Extracted text »

__________

And, on the other hand, in the vast majority of cases we will not be able to establish a right of remuneration to the authors of the pre-existing works used to generate the content, since technically these pre-existing works have neither been used directly nor is it possible to individualise their contribution to the mathematical formula used by Gen AI models.
What do we do then?
Both this article and the hypothetical right of remuneration for authors of pre-existing works are based on the premise that AI is likely to replace artists to a large extent. Why? Because AI, like artists, produces content.
Is this really what artists do - produce content? Does it make sense to analyse Keith Haring's or Hoke's work from a purely patrimonial perspective? The principles of European copyright law tell us no. Patrimonial rights are a consequence of moral rights. Economic rights are a consequence of moral rights, which in turn are generated by originality, not mere effort. The decision to protect original content, and not carefully generated content, is not accidental. Copyright is meant to protect the embodiment of the human spirit and the materialisation of personal creativity, not the intangible results of work and effort.
The key, in our view, is that what the AI ‘learns’ from the works it gobbles up are strictly technical factors. It therefore neither understands nor takes advantage of the dimension we want to protect, which is the expression of the human spirit.
Can an AI-generated work impress us? Of course it can. We can be moved by the most banal things, giving them a meaning they don't really have intrinsically. But the fact that an AI-generated work stuns or enthralls us should not make us forget its mathematical origin.
At this point, in our view, we see that the answer to a question that in 2018 would have seemed like science fiction is to be found in the principles of law. The difficulties in establishing a royalty for the benefit of authors of works used by the IAG perhaps indicate that such a royalty should not, in fact, exist.
Perhaps thanks to the commodification of content generation we are beginning to differentiate between what it means to ‘produce’ exploitable content and what it means to express the personality of the author. Perhaps the error in our intuition is the erroneous premise that the artist's contribution of value resides only in his or her ability to generate content that can be exploited economically.
Just as the advent of photography changed painting, the Gen AI will change art. It remains to be seen whether we are descending into the hells of a world that will cease to value art, or whether, on the contrary, we are moving towards a society that places value on an artist retaining a monopoly on his or his aesthetic discourse.
Footnotes
- To cite just one of many voices: Transparecy obligations are essential elements of the AI Act: "Transparency shall apply at the level of ingestion of copyright-protected works by AI systems. Collective authorisation/licensing shall identify the works used for the authors’ information and for them to receive their associated remuneration. In addition, a summary of the training data protected under copyright law shall be published by the AI companies for the users’ information".

__________

Provided information »
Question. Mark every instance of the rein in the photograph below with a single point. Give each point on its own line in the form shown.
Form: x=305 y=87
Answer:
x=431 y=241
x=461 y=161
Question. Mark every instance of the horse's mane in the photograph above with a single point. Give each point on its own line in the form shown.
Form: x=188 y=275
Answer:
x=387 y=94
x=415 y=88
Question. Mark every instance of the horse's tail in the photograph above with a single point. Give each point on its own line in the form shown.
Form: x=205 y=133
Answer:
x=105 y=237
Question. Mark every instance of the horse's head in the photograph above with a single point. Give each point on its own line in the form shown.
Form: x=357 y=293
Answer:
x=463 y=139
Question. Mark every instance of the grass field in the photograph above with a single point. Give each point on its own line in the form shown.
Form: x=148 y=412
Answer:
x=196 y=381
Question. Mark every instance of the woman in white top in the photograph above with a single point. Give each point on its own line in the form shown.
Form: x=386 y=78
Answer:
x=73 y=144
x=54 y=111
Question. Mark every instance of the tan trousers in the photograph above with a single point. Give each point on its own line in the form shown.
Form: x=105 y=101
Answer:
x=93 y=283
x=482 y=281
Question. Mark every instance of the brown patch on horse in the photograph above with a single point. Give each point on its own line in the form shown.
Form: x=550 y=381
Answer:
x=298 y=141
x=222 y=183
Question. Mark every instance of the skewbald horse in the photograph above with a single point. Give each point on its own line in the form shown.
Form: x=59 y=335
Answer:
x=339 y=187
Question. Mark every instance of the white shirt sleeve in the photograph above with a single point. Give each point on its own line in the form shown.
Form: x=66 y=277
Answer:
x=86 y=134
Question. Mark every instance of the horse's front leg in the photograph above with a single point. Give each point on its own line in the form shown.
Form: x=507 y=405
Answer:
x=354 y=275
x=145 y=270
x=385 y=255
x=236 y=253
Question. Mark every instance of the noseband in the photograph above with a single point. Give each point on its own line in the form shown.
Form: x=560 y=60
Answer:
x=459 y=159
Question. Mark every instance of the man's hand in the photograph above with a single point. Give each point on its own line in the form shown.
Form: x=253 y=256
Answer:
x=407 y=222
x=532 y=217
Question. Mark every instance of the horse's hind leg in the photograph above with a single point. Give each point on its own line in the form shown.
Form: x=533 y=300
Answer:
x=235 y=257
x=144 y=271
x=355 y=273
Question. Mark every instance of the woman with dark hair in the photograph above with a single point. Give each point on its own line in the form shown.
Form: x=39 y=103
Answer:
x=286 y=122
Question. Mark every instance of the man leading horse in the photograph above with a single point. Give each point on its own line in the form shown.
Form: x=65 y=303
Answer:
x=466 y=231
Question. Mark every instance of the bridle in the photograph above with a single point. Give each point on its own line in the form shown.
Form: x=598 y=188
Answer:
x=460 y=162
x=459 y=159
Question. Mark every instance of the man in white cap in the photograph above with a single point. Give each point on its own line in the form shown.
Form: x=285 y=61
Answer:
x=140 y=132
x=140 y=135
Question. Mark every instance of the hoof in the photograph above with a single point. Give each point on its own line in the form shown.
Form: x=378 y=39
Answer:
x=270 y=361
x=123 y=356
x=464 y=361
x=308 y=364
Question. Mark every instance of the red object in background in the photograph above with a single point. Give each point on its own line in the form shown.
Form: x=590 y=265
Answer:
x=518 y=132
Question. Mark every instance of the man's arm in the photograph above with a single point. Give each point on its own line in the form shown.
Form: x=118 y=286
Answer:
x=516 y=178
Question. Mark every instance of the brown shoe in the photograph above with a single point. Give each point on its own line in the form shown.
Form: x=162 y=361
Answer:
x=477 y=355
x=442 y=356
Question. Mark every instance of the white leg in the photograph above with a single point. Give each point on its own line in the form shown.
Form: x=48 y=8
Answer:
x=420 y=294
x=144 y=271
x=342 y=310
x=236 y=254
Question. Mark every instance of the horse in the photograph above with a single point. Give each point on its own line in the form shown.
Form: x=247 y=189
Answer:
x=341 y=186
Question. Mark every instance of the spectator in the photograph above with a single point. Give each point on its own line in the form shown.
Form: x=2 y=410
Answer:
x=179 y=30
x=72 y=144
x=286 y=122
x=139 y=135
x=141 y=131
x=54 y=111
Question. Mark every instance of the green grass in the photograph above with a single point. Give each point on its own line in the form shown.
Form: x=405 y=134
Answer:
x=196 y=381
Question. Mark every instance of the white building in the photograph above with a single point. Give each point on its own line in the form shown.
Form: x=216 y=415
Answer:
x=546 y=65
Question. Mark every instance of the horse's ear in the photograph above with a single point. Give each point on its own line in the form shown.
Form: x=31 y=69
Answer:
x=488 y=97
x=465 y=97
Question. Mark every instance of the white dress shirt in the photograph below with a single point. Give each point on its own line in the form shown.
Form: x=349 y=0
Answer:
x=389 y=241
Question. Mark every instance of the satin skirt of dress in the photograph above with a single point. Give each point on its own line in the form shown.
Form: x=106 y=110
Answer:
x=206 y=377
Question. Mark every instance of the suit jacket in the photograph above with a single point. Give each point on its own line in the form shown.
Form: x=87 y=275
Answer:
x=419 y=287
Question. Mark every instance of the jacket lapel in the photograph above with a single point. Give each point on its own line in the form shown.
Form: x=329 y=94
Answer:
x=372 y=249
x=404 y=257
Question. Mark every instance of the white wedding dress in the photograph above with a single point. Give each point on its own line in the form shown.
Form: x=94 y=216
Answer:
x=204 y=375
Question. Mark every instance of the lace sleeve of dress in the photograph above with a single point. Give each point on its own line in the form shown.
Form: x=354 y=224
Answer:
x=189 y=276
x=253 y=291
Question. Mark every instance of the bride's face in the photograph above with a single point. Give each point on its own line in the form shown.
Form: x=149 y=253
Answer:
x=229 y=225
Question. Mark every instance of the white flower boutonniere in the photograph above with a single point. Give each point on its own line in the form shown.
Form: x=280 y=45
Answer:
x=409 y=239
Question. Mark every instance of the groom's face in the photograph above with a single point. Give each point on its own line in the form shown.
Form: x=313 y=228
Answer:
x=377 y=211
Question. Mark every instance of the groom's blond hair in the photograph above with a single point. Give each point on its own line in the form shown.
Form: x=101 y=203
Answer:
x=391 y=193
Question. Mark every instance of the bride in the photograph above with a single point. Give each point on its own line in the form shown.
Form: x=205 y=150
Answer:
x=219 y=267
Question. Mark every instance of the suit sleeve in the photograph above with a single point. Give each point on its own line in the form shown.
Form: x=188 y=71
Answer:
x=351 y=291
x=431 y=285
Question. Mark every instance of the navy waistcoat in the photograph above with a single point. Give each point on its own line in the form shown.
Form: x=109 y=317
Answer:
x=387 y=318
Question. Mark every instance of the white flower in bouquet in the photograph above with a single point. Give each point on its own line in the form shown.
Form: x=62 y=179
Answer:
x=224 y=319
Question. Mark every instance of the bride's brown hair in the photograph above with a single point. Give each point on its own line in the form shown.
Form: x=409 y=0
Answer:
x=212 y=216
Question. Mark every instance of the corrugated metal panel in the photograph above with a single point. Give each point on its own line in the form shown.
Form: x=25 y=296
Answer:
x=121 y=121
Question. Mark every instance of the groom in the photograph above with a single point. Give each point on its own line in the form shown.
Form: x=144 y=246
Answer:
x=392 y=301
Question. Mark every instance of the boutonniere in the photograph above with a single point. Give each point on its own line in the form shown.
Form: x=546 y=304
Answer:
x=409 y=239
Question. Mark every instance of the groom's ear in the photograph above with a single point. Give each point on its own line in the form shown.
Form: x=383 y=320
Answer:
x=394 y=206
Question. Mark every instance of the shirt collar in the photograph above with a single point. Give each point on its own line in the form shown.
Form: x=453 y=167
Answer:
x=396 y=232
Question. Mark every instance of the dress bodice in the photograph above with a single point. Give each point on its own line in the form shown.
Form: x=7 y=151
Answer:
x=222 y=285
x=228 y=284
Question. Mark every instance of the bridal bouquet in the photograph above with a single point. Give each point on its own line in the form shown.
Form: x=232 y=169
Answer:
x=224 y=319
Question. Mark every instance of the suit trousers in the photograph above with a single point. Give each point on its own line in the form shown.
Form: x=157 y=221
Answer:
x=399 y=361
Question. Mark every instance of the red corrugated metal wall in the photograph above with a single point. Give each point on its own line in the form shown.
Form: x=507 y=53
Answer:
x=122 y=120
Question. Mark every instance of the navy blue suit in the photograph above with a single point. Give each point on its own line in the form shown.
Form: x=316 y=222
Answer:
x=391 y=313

__________

What to work on »
A: Reproduce word for word the passage of the AI copyright text starting at "And, on the" and ending at "we do then?".
B: In the AI copyright text, what earlier development is likened to the way Gen AI will change art?

Exercise responses »
A:
And, on the other hand, in the vast majority of cases we will not be able to establish a right of remuneration to the authors of the pre-existing works used to generate the content, since technically these pre-existing works have neither been used directly nor is it possible to individualise their contribution to the mathematical formula used by Gen AI models.
What do we do then?

B: The advent of photography, which changed painting.